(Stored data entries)
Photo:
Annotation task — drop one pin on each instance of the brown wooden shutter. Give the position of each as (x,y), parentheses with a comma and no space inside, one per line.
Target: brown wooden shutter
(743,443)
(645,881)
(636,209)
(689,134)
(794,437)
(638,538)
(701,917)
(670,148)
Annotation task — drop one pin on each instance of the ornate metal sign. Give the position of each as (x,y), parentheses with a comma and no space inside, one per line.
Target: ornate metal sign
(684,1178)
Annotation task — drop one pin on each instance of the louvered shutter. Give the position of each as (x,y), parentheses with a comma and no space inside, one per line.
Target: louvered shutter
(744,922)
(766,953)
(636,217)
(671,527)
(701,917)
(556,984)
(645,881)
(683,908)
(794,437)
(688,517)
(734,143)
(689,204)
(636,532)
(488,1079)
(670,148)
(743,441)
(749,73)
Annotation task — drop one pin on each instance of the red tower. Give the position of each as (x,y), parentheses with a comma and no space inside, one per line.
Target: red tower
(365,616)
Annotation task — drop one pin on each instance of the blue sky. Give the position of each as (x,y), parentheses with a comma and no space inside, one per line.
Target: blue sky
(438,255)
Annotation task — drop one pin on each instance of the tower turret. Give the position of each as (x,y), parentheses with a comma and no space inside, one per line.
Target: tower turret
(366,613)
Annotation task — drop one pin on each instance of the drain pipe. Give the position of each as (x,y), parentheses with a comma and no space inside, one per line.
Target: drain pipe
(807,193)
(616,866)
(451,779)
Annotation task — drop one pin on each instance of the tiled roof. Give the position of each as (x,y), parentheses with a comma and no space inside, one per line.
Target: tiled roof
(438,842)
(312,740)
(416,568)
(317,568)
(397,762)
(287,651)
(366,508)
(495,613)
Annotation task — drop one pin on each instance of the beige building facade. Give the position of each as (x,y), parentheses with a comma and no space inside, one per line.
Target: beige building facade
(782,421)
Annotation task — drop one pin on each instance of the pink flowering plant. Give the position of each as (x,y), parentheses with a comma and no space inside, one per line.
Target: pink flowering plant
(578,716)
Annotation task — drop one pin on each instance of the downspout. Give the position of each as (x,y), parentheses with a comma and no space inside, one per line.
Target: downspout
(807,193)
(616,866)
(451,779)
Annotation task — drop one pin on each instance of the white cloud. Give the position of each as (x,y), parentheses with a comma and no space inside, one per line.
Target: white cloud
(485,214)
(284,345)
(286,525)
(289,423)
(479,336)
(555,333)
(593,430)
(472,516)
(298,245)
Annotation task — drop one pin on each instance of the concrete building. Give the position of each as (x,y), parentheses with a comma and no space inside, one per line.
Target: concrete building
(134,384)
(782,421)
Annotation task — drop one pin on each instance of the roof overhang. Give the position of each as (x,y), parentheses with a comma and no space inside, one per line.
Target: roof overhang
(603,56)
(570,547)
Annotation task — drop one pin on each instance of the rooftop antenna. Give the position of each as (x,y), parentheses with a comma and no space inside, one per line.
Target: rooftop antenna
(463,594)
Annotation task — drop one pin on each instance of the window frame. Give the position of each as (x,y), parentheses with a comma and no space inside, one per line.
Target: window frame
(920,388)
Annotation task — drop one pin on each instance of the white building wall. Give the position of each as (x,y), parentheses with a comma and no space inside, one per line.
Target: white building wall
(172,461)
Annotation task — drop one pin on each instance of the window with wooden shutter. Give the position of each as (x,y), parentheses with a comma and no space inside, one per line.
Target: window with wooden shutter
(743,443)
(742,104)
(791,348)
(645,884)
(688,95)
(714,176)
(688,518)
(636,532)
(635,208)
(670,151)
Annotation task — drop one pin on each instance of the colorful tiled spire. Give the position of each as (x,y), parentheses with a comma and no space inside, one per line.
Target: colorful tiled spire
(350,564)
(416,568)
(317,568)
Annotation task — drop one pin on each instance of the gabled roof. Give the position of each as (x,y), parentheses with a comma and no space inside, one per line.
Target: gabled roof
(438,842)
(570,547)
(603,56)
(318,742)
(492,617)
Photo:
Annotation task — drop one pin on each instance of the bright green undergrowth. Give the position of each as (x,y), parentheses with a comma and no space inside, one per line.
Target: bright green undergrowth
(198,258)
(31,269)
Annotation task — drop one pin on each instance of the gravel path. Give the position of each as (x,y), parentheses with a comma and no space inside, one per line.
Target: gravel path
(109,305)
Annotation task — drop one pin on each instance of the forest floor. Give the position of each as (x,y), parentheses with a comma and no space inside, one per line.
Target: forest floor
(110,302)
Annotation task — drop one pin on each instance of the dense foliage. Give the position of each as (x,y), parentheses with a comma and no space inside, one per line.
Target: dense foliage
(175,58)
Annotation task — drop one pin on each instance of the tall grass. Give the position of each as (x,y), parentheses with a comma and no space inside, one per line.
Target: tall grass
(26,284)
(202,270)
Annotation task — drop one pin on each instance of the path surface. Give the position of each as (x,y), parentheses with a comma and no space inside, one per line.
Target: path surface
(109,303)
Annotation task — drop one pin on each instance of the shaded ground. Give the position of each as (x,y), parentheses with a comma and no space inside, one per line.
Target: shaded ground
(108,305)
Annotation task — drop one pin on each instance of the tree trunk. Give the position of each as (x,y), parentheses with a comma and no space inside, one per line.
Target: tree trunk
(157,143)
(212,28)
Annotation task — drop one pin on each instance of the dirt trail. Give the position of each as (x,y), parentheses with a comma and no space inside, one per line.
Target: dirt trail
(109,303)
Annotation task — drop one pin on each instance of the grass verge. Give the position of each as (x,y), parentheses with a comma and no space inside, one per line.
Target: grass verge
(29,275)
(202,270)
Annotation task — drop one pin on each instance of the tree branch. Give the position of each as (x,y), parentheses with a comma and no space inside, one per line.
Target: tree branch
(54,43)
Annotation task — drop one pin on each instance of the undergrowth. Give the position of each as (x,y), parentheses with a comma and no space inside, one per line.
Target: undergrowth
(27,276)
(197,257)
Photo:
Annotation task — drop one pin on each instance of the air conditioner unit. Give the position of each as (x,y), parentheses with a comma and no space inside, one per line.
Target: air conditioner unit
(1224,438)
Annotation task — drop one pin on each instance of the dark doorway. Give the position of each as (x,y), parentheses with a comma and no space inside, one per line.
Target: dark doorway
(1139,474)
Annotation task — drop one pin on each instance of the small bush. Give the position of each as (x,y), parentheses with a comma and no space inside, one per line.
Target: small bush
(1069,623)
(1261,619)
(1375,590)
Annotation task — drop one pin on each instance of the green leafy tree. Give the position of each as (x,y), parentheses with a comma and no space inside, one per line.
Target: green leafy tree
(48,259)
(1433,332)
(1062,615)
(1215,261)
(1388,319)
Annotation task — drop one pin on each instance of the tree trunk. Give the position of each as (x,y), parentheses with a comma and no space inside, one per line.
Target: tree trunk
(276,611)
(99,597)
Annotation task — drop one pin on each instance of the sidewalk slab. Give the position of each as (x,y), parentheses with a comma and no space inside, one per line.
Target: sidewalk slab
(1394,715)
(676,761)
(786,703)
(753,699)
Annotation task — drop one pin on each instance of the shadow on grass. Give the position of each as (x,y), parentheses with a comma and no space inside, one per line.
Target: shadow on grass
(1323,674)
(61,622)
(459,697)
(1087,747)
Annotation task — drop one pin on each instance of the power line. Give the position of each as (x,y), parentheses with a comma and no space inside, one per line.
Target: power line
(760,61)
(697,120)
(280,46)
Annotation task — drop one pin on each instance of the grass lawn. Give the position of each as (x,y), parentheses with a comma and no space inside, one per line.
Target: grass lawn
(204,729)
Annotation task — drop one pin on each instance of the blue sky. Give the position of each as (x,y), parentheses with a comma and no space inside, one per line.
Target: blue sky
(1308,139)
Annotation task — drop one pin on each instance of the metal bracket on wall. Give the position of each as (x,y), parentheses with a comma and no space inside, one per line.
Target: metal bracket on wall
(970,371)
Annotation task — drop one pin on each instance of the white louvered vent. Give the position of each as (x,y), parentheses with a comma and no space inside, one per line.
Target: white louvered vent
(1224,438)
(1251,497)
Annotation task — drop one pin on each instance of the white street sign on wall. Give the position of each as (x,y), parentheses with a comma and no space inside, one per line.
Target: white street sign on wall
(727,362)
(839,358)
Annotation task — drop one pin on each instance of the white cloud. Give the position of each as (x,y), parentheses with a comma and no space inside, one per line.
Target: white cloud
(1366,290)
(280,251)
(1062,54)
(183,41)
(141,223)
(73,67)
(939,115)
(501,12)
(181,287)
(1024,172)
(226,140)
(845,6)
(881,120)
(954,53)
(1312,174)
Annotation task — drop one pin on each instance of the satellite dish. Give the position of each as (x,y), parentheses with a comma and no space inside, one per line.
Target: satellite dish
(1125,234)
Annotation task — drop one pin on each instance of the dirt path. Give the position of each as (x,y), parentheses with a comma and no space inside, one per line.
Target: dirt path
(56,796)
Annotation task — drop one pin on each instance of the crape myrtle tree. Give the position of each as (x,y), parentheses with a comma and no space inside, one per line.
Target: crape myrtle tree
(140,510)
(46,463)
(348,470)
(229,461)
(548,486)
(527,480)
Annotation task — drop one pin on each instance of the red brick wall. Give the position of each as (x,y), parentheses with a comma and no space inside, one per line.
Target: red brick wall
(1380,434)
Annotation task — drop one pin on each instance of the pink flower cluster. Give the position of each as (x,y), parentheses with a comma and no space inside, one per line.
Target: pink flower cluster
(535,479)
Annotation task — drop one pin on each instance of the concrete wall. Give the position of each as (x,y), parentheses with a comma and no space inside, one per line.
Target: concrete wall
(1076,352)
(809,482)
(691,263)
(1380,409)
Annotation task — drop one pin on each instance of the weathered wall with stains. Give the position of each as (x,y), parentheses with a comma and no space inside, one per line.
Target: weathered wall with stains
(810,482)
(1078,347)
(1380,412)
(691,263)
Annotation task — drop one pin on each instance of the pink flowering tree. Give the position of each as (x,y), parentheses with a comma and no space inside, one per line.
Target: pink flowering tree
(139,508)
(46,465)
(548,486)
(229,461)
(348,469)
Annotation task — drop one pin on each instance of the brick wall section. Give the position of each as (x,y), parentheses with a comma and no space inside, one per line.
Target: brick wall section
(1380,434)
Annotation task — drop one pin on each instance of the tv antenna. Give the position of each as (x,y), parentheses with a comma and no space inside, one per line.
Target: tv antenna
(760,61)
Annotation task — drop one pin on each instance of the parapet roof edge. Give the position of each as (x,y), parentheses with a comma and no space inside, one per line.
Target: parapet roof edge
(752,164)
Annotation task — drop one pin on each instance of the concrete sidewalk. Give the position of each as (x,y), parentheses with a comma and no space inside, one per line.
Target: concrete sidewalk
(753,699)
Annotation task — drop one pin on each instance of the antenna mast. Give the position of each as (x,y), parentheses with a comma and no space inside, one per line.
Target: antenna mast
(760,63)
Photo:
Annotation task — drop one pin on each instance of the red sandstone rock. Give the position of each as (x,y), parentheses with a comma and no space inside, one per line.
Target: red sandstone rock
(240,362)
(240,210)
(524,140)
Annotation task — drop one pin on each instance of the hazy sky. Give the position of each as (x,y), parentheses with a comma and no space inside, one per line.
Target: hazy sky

-- TASK GOAL --
Transcribe only the trailing portion of the entries above: the line that contains "of the antenna" and each line after it.

-- TASK RESULT --
Annotation task — drop one pin on each instance of the antenna mast. Give the position of each as (x,y), parentheses with a comma and no space inside, one per line.
Target: antenna mast
(760,63)
Photo:
Annotation task — drop one pin on each instance of the red sandstone rock. Give the position of each as (x,y), parentheses with a comma and no space inside, one per line.
Target: red sandstone rock
(240,362)
(240,210)
(524,140)
Annotation task — drop one pin on each instance of the hazy sky. Give the position of each as (x,y), parentheses with a comma and no space inside, one per line.
Target: hazy sky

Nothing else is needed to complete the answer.